┌────────

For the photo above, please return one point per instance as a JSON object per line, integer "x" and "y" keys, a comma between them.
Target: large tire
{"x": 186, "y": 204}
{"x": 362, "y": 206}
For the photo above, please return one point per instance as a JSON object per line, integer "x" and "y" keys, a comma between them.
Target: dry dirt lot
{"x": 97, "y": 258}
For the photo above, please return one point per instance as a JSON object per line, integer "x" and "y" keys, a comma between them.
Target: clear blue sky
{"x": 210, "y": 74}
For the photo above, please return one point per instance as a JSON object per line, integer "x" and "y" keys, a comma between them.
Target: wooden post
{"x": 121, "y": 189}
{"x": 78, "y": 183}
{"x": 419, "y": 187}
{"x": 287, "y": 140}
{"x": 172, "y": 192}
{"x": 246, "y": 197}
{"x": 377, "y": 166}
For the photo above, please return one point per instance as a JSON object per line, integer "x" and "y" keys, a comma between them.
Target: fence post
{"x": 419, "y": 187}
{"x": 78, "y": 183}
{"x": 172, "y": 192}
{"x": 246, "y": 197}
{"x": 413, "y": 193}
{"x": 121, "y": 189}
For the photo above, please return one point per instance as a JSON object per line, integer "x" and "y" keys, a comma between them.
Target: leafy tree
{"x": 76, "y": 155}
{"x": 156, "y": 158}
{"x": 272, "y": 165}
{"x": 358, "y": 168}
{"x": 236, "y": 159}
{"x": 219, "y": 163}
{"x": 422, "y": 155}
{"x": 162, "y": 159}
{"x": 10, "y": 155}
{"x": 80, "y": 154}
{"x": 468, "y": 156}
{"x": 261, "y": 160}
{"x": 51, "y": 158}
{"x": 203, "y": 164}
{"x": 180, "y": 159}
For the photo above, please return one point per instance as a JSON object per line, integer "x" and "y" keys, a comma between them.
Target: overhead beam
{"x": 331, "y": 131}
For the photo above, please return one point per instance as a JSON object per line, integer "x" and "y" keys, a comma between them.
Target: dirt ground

└────────

What to do:
Each line of the listing should be echoed back exactly.

The solution:
For the photo above, please return one point per instance as a JSON object per line, integer "x" and "y" keys, a comma between them.
Target: large tire
{"x": 186, "y": 204}
{"x": 362, "y": 206}
For the photo above, please return one point per instance as a JSON object per line, integer "x" and "y" keys, a comma between them.
Target: dry dirt lot
{"x": 97, "y": 258}
For the photo above, please return one point per instance as a JSON object per line, integer "x" and "y" keys, a comma between them.
Target: clear blue sky
{"x": 210, "y": 74}
For the photo above, please return one point per instance as a JSON object per line, integer "x" and "y" keys, a comma between them.
Target: wooden post
{"x": 121, "y": 189}
{"x": 78, "y": 183}
{"x": 419, "y": 187}
{"x": 287, "y": 140}
{"x": 172, "y": 192}
{"x": 246, "y": 197}
{"x": 377, "y": 166}
For the photo above, please return one point per instance as a JSON object per line, integer "x" and "y" keys, a comma between them.
Target: fence post
{"x": 419, "y": 187}
{"x": 78, "y": 183}
{"x": 172, "y": 192}
{"x": 246, "y": 197}
{"x": 413, "y": 193}
{"x": 121, "y": 189}
For the photo above, please return one point per instance as a JSON object per line, integer "x" and "y" keys, a comma between them.
Target: leafy tree
{"x": 76, "y": 155}
{"x": 156, "y": 158}
{"x": 272, "y": 165}
{"x": 358, "y": 168}
{"x": 236, "y": 159}
{"x": 219, "y": 163}
{"x": 422, "y": 155}
{"x": 162, "y": 159}
{"x": 10, "y": 155}
{"x": 80, "y": 154}
{"x": 468, "y": 156}
{"x": 261, "y": 160}
{"x": 51, "y": 158}
{"x": 203, "y": 164}
{"x": 180, "y": 159}
For the photo above, please return one point per instance as a JSON object per line, integer "x" and "y" keys, a comma between them.
Target: overhead beam
{"x": 331, "y": 131}
For the photo above, please return one point per instance as a JSON object per line, integer "x" and "y" keys, a comma between them.
Target: dirt ground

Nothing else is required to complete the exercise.